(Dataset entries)
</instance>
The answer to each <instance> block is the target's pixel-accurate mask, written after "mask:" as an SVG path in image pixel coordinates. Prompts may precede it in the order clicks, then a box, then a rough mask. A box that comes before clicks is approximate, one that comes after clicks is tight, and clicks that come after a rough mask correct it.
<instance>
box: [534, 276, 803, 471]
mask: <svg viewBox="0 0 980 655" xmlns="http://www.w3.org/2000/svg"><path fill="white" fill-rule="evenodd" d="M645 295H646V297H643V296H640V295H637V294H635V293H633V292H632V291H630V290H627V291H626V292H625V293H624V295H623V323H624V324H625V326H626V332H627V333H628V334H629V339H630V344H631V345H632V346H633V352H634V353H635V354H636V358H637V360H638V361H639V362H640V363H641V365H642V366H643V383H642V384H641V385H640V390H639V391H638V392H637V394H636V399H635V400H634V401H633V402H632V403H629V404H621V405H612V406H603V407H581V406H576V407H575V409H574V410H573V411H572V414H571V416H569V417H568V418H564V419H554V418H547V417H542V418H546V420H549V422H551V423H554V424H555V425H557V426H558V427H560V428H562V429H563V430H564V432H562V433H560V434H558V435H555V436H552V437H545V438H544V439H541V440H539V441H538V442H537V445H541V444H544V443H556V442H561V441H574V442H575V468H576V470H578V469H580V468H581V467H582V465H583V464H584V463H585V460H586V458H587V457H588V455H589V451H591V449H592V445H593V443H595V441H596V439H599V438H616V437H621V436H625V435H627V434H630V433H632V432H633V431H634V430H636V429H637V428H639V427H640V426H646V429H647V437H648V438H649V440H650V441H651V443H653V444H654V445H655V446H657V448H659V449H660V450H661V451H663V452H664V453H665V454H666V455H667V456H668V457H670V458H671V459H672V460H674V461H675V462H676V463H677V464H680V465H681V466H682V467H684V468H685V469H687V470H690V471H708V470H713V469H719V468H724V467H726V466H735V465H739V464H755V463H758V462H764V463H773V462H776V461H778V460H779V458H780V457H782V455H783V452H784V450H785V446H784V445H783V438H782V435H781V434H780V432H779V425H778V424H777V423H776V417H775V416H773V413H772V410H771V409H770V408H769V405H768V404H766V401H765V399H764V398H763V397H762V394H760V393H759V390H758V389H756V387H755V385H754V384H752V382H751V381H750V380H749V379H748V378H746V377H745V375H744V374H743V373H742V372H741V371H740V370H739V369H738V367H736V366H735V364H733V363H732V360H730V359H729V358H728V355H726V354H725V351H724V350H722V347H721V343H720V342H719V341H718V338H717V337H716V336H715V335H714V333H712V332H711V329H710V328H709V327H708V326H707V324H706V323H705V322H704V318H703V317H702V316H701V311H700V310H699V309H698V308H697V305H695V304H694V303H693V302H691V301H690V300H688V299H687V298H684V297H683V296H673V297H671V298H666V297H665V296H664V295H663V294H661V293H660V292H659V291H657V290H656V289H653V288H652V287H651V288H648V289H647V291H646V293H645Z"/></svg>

▸ **Instructions to follow**
Check the records above line by line and tally those holding the string "instance". Answer with the number only.

▸ **Response to the exercise**
3